▶ Given instruction 1
Reproduce the audio book review below word for word, in full.

Reviewed by Pauliine Masurel
This audio book contains fifteen stories taken from the BBC archives.
The majority of them were recorded and first broadcast between 1948 and
1951. The remainder are from the 1960s and 70s, with the most recent
offering being recorded in 1983. The only living writers in this
collection are Edna O'Brien and William Trevor and, in general, I felt
that the readings by Irish authors have dated less than the English
ones in terms of the vocal delivery.
At
first there is something vaguely comical about the upper-crust tones of
Somerset Maugham telling the opening tale of an Italian fisherman,
Salvatore, who falls in love with a "pretty gel" complete with such
splendidly obsolete phrases as "upon my word." But there is also
something comforting about how incredibly posh BBC-English sounded in
the middle of the last century. On a damp winter's afternoon there's a
honey-still-for-tea feel to the experience of hearing a simple story
perfectly enunciated. At the end of this first story the author
addresses the audience directly to explain its theme. The approach
might seem overly condescending and deterministic today but it did
evoke an emotional response and reminded me that Maugham had begun the
story with the words "I wonder if I can do it." Just that, completely
out of context and with no further explanation until the ending when
they are explained. How very postmodern in a performance that otherwise
reeks of tradition.

▶ Extracted records

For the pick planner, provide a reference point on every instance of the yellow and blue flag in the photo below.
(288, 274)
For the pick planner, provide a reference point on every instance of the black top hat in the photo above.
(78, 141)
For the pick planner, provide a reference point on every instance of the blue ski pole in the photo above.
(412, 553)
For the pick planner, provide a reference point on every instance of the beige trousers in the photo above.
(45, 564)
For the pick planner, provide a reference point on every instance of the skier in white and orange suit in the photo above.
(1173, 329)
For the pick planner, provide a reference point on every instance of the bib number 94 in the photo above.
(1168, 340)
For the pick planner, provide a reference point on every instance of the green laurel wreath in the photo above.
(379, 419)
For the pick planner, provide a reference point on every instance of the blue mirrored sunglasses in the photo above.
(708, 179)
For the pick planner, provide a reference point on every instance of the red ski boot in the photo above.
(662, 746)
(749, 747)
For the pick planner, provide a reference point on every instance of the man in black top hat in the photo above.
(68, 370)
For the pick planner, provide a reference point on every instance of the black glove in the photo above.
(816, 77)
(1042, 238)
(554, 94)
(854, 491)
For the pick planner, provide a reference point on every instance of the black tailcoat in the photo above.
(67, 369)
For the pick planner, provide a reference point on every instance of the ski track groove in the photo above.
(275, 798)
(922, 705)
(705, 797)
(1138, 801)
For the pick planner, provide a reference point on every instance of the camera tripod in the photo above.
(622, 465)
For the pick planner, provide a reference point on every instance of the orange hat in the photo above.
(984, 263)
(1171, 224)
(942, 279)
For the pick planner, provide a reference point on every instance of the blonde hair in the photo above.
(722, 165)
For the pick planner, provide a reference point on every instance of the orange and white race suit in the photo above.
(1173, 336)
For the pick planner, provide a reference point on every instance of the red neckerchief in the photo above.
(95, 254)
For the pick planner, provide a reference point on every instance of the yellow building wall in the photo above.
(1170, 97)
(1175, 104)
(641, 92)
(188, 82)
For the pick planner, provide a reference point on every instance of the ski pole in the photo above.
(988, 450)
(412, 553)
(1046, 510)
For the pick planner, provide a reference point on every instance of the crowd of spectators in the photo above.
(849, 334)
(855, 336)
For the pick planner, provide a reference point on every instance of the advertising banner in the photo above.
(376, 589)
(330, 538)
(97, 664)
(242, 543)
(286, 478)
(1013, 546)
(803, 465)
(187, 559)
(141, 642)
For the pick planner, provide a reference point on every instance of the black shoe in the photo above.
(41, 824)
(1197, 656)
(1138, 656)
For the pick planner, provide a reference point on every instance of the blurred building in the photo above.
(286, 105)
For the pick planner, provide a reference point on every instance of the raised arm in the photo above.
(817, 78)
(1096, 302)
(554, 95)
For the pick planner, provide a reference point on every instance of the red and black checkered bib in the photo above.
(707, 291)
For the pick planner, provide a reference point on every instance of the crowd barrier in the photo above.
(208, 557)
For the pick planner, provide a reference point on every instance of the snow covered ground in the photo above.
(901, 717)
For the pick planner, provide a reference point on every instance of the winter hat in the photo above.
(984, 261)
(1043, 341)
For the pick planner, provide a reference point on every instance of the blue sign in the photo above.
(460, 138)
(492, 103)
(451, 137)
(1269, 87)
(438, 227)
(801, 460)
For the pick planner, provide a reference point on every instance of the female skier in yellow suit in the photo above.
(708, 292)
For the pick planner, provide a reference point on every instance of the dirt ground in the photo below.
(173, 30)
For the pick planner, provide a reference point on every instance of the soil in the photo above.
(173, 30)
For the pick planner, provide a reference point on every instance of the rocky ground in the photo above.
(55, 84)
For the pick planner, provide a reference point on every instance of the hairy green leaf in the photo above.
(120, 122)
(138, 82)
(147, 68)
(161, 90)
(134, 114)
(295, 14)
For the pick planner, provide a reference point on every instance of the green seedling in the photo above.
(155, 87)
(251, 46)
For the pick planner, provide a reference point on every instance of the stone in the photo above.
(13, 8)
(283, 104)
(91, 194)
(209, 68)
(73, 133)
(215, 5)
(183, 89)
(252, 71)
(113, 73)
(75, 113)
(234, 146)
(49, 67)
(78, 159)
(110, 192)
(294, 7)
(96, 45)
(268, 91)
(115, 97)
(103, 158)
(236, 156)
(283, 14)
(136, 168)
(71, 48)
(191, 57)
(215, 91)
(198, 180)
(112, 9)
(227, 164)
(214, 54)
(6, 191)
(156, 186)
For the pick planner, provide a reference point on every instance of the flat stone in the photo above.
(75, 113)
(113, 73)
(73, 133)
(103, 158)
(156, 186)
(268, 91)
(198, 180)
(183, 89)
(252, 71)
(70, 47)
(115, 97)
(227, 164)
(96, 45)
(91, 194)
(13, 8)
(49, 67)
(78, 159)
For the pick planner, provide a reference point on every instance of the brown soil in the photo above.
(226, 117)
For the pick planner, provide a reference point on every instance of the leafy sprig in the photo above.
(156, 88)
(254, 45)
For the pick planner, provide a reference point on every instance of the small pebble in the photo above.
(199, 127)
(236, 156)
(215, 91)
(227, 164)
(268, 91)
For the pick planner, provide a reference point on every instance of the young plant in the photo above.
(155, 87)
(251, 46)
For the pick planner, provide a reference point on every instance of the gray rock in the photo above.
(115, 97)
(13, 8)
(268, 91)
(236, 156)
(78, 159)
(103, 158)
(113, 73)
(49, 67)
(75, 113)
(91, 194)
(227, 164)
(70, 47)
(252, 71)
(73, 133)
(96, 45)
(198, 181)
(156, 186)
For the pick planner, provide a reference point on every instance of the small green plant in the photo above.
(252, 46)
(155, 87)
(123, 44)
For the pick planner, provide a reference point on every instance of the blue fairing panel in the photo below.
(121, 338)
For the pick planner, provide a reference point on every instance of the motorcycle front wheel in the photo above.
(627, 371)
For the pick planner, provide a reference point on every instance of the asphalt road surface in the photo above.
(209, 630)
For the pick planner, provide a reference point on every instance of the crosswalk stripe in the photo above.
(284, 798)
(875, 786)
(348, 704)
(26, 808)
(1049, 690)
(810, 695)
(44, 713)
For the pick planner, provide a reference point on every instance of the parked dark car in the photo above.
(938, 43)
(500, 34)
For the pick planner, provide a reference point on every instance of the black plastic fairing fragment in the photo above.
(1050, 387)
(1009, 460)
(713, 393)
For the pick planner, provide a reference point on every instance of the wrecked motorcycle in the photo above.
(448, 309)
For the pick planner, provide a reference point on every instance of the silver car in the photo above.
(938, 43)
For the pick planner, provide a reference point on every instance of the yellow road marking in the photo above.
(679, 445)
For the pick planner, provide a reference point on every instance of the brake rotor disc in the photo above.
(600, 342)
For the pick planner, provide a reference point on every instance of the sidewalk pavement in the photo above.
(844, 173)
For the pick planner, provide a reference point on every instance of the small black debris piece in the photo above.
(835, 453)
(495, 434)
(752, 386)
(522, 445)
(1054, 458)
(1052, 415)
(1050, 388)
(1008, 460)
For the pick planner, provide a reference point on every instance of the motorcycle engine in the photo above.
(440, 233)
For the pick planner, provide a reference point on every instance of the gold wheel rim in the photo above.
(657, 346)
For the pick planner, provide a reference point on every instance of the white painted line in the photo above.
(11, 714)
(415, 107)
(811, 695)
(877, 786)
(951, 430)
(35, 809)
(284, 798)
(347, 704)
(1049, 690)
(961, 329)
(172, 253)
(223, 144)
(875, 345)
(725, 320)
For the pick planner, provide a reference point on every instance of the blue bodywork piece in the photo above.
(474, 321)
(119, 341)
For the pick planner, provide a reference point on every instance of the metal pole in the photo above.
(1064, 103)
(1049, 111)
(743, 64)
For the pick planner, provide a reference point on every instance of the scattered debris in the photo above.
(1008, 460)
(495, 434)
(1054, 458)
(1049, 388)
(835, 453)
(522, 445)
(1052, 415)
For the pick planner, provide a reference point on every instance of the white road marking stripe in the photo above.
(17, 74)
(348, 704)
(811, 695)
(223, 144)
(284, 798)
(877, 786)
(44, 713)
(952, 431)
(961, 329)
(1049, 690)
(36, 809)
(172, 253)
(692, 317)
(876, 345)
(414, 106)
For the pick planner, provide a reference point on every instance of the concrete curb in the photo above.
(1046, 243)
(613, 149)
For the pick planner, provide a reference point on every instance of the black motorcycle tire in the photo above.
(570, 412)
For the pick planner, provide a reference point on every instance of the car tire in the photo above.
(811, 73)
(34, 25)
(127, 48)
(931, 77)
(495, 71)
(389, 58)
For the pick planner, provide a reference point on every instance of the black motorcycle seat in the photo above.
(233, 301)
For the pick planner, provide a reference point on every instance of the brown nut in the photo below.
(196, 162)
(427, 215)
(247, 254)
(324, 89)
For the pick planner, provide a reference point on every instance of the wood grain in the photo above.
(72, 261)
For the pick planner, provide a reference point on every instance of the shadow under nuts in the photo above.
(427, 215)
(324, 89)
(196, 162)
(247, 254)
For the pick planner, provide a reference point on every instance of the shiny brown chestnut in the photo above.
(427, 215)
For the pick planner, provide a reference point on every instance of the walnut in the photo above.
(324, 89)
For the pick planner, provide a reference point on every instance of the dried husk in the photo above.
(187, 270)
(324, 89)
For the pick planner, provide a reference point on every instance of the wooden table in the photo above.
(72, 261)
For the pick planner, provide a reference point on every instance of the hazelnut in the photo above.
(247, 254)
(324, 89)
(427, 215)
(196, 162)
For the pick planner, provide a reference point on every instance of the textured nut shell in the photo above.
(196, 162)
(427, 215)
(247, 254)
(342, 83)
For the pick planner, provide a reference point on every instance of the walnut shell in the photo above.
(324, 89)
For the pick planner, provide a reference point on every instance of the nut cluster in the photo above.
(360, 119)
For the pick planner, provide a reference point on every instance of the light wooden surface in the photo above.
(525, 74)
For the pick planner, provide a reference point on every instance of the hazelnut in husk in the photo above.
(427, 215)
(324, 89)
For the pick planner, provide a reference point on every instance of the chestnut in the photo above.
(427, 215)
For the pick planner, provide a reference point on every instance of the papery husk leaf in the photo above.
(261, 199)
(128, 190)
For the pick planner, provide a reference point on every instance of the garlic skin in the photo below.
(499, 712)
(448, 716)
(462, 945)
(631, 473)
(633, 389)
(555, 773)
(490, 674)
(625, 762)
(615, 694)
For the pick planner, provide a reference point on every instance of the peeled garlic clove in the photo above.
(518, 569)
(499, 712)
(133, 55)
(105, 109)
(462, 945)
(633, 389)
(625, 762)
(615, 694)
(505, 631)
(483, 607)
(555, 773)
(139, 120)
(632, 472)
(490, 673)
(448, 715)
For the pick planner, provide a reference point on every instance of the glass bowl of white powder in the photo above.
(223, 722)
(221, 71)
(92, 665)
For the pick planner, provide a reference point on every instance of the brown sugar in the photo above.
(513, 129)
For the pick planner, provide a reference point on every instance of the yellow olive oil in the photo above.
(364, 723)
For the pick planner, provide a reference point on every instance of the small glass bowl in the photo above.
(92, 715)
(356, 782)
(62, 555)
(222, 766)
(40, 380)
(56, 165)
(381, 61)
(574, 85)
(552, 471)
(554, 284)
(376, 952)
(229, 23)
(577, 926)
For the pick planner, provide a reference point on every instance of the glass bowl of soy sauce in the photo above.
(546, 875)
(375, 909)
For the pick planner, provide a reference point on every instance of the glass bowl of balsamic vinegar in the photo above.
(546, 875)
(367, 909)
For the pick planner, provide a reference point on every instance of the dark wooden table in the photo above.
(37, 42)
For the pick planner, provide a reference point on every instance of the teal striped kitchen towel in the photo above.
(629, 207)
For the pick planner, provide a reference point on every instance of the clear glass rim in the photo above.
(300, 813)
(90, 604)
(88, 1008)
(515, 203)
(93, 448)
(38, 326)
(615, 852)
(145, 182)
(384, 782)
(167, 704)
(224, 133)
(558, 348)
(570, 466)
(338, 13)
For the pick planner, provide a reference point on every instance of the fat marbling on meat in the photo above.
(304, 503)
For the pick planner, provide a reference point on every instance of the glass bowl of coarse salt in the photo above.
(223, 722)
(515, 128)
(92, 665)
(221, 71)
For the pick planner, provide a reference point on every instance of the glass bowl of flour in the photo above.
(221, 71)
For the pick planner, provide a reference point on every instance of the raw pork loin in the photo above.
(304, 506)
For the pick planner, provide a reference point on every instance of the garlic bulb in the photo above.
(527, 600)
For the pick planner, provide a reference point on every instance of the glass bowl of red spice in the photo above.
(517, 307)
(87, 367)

▶ Given instruction 2
Put the records from the line containing "spice in the photo above." through the last line of the records into a JSON list of strings, one string per line and both ends included. Leave out blank lines.

▶ Output 1
Reviewed by Pauliine Masurel
This audio book contains fifteen stories taken from the BBC archives.
The majority of them were recorded and first broadcast between 1948 and
1951. The remainder are from the 1960s and 70s, with the most recent
offering being recorded in 1983. The only living writers in this
collection are Edna O'Brien and William Trevor and, in general, I felt
that the readings by Irish authors have dated less than the English
ones in terms of the vocal delivery.
At
first there is something vaguely comical about the upper-crust tones of
Somerset Maugham telling the opening tale of an Italian fisherman,
Salvatore, who falls in love with a "pretty gel" complete with such
splendidly obsolete phrases as "upon my word." But there is also
something comforting about how incredibly posh BBC-English sounded in
the middle of the last century. On a damp winter's afternoon there's a
honey-still-for-tea feel to the experience of hearing a simple story
perfectly enunciated. At the end of this first story the author
addresses the audience directly to explain its theme. The approach
might seem overly condescending and deterministic today but it did
evoke an emotional response and reminded me that Maugham had begun the
story with the words "I wonder if I can do it." Just that, completely
out of context and with no further explanation until the ending when
they are explained. How very postmodern in a performance that otherwise
reeks of tradition.

▶ Output 2
[
  "For the pick planner, provide a reference point on every instance of the glass bowl of red spice in the photo above.",
  "(517, 307)",
  "(87, 367)"
]